- Material shown -
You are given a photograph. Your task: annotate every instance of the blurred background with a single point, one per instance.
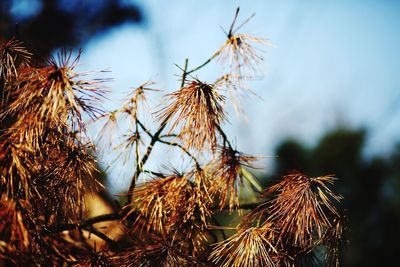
(328, 102)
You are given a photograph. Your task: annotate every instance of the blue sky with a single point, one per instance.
(334, 63)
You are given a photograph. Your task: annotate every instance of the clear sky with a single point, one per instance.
(334, 63)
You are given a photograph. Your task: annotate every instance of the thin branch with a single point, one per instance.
(183, 149)
(154, 139)
(147, 131)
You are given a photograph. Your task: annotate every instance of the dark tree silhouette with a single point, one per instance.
(370, 188)
(65, 23)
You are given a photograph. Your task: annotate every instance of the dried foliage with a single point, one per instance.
(199, 108)
(48, 170)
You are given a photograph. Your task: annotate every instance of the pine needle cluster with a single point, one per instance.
(49, 168)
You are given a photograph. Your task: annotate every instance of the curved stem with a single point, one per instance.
(183, 149)
(154, 139)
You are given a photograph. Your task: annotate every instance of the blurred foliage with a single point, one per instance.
(48, 24)
(371, 190)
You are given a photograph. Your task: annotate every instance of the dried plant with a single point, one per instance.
(198, 107)
(49, 171)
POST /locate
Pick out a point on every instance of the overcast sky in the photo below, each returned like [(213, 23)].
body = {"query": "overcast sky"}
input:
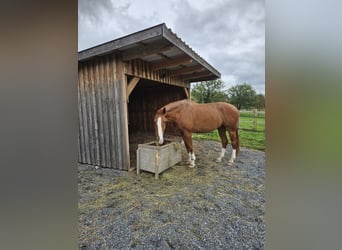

- Task -
Exact reproduction is required. Output only the lines from the one with "POST /locate" through the end of the listing above, both ends included, and no pictures.

- Problem solution -
POST /locate
Pick out a point on every instance of the overcast sky in the photo below, each returned like [(213, 23)].
body = {"query": "overcast sky"}
input:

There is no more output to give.